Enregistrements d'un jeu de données
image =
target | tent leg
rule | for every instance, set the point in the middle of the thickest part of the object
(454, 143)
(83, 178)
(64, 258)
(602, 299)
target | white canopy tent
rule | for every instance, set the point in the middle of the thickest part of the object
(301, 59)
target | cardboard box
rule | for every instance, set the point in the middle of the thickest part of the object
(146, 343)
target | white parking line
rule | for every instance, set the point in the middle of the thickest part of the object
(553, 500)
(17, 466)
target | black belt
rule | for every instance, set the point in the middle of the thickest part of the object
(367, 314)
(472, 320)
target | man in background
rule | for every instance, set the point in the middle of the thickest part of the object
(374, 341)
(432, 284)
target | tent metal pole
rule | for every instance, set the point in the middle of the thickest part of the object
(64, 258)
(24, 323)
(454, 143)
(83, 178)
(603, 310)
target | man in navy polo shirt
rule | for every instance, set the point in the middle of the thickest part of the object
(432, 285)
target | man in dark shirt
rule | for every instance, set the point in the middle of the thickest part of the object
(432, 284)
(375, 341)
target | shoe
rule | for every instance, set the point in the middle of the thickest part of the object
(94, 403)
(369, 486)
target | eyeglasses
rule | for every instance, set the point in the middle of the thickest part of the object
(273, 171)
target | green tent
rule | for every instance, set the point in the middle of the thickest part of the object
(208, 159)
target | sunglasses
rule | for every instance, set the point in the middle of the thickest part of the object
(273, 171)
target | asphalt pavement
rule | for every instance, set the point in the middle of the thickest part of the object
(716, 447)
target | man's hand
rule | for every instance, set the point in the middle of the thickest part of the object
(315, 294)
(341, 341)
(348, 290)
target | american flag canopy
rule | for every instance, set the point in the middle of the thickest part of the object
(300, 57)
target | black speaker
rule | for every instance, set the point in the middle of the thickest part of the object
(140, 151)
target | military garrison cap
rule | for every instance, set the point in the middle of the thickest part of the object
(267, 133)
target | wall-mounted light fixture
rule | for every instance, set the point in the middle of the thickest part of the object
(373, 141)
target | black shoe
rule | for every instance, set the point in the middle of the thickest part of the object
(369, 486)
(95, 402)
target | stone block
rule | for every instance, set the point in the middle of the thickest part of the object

### Votre tâche
Recopiez tels quels tous les enregistrements ci-dessus, du premier au dernier.

### Corrigé
image =
target | tent leg
rule | for every instance, set the point in the middle of the thickest part of the object
(454, 143)
(83, 178)
(64, 258)
(602, 299)
target | white canopy tent
rule | for every instance, set the point in the middle of the thickest part of the object
(301, 59)
target | cardboard box
rule | for every instance, set the point in the middle of the thickest part of the object
(146, 343)
target | white parking line
rule | for every instance, set the point in the middle of the thickest part of the object
(553, 500)
(17, 466)
target | black belt
rule | for every instance, set the point in the middle of the thickest part of the object
(367, 314)
(472, 320)
target | man in background
rule | for every instance, set the point in the middle of the thickest part of the object
(374, 341)
(432, 284)
target | tent metal pole
rule | for every instance, set the point in the middle of the thickest part of the object
(64, 258)
(24, 323)
(454, 143)
(83, 178)
(603, 310)
target | man in navy polo shirt
rule | for every instance, set the point in the middle of the thickest part of the object
(432, 285)
target | man in dark shirt
rule | for every instance, set the point in the middle of the thickest part of the object
(432, 284)
(375, 341)
target | shoe
rule | for every instance, set the point in the middle of the thickest part of the object
(94, 403)
(369, 486)
target | eyeglasses
rule | for every instance, set the point in the middle of the thickest part of the object
(273, 171)
target | green tent
rule | for every instance, set the point in the middle of the thickest part of the object
(208, 159)
target | sunglasses
rule | for every instance, set the point in the middle of the thickest part of the object
(273, 171)
target | asphalt pavement
rule | for every instance, set the point in the middle of the thickest part of the object
(716, 447)
target | man's hand
rule | for every instance, set the point in the middle of the thickest part of the object
(315, 294)
(341, 341)
(348, 290)
target | american flag canopy
rule | for every instance, set the point in the middle of the thickest part of the object
(300, 57)
target | black speaker
rule | for every instance, set the point in the middle of the thickest part of the object
(140, 151)
target | military garrison cap
rule | for every instance, set the point in the middle of the thickest part of the object
(267, 133)
target | wall-mounted light fixture
rule | for every instance, set the point in the middle of the thickest part of the object
(373, 141)
target | black shoe
rule | for every instance, set the point in the middle of the thickest part of the object
(369, 486)
(95, 402)
target | stone block
rule | for every instance, set the point in the middle of the thickest part of the object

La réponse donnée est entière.